### Short task
Turn the records below into a numbered list, starting at the line that contains "Where can you spot the blue paper?" and stopping after the line that contains "pixel 461 291". Leave out any blank lines.
━━━━━━━━━━━━━━━━━━━━
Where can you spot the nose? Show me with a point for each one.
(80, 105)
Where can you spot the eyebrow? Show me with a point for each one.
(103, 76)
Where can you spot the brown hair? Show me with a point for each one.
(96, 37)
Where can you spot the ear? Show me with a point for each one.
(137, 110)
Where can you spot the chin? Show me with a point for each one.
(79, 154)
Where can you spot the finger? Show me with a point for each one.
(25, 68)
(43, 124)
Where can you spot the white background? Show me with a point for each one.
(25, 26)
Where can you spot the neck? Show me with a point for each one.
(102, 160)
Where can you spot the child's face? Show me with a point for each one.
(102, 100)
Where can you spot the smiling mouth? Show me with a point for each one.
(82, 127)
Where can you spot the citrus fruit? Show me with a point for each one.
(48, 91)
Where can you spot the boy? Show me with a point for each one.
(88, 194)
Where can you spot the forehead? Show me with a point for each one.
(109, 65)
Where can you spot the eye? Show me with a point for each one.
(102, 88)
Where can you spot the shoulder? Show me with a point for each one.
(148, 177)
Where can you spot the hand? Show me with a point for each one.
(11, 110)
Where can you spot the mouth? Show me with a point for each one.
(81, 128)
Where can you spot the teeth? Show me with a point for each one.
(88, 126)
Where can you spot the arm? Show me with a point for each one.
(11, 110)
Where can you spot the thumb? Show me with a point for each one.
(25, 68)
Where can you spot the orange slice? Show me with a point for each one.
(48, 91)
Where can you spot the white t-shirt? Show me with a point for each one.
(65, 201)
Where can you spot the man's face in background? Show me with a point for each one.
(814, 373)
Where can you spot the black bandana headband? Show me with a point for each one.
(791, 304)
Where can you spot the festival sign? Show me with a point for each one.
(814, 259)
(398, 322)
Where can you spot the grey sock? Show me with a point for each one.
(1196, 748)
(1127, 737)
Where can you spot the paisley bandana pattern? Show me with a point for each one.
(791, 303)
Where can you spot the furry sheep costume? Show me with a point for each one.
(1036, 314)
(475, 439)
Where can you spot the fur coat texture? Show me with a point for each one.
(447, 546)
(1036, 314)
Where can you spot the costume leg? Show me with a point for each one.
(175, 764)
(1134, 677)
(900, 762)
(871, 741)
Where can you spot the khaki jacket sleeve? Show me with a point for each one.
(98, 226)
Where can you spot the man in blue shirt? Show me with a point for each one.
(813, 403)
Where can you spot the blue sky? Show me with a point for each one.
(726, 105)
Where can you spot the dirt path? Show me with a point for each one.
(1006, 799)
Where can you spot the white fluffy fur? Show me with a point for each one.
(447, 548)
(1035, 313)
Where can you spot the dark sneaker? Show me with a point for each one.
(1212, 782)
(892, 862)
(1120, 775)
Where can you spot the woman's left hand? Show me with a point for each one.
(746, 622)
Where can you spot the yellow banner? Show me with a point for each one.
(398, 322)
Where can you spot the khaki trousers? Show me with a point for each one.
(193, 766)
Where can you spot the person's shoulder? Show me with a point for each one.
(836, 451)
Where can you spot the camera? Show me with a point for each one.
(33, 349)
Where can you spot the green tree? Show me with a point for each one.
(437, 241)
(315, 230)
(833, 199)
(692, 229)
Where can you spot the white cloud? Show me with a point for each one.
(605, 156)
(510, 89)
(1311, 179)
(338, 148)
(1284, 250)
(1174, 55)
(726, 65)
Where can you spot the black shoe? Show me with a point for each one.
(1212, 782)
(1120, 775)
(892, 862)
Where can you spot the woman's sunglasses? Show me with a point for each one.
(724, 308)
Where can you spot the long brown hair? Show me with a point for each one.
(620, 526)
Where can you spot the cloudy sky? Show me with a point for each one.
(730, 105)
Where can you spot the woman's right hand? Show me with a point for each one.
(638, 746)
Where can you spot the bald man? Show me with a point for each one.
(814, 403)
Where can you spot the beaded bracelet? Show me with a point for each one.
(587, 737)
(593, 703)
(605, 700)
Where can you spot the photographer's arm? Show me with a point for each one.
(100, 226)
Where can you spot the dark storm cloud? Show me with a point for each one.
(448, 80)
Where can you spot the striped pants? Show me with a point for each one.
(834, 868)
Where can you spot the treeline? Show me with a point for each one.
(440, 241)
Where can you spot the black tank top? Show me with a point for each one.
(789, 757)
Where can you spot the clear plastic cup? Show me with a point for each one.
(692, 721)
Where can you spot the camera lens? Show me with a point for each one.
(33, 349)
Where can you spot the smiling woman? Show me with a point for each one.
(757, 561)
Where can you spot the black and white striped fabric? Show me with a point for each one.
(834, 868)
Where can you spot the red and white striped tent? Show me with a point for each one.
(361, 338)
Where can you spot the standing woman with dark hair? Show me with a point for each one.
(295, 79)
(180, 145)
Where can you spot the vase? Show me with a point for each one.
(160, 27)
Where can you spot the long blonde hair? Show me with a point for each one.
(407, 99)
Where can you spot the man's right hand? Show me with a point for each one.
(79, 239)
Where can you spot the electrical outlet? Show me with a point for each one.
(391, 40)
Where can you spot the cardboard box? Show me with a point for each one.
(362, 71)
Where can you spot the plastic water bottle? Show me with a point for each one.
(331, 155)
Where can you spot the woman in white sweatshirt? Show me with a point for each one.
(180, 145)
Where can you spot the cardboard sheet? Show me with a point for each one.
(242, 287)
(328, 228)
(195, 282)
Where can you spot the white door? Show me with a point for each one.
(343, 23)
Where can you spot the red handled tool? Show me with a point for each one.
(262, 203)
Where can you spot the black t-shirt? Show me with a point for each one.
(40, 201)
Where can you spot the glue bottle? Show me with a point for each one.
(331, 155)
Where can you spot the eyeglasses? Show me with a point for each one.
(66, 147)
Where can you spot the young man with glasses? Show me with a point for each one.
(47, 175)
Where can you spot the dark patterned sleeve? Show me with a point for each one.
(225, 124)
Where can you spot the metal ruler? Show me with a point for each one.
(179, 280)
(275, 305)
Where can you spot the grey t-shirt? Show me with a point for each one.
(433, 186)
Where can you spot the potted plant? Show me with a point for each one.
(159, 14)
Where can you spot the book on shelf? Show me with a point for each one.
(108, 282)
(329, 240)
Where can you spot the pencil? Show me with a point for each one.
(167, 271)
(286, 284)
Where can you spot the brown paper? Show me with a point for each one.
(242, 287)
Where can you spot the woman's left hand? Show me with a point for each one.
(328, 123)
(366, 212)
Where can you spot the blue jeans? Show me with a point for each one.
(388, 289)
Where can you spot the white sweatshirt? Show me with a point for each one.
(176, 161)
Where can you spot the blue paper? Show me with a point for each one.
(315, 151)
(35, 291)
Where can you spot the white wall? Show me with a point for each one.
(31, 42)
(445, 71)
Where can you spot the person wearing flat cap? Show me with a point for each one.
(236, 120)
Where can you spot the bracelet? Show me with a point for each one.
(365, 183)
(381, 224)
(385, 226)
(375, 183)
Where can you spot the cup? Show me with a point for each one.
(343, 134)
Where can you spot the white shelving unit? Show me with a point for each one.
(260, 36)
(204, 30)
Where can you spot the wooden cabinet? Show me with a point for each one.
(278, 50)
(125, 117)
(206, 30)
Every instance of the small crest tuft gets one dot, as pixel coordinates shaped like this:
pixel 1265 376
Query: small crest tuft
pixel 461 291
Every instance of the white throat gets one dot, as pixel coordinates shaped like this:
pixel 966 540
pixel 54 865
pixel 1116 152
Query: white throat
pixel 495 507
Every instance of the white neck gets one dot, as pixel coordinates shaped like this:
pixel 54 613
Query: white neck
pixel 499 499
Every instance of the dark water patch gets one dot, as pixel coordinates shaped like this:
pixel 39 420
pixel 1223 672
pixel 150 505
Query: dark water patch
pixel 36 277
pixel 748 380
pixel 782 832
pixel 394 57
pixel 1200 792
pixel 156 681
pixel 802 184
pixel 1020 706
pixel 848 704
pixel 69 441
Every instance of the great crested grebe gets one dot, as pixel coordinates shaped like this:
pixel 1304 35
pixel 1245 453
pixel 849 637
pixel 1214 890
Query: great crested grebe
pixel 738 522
━━━━━━━━━━━━━━━━━━━━
### Answer to this exercise
1. Where can you spot the blue paper? Show me with a point for each one.
2. (315, 151)
3. (35, 291)
4. Where can you spot the white wall? Show me with a point for each one.
5. (31, 42)
6. (445, 71)
7. Where can you spot the person wearing flat cap? Show me with a point for each one.
8. (236, 120)
9. Where can you spot the bracelet? Show me with a point for each one.
10. (365, 183)
11. (381, 224)
12. (385, 226)
13. (375, 183)
14. Where can you spot the cup? Show me with a point for each one.
15. (343, 134)
16. Where can you spot the white shelving unit? Show me with a point for each one.
17. (260, 36)
18. (204, 30)
19. Where can you spot the wooden cabinet? Show me with a point for each one.
20. (278, 50)
21. (125, 117)
22. (206, 30)
23. Every instance of the small crest tuft gets one dot, as pixel coordinates shaped like this:
24. pixel 1265 376
25. Query: small crest tuft
26. pixel 461 291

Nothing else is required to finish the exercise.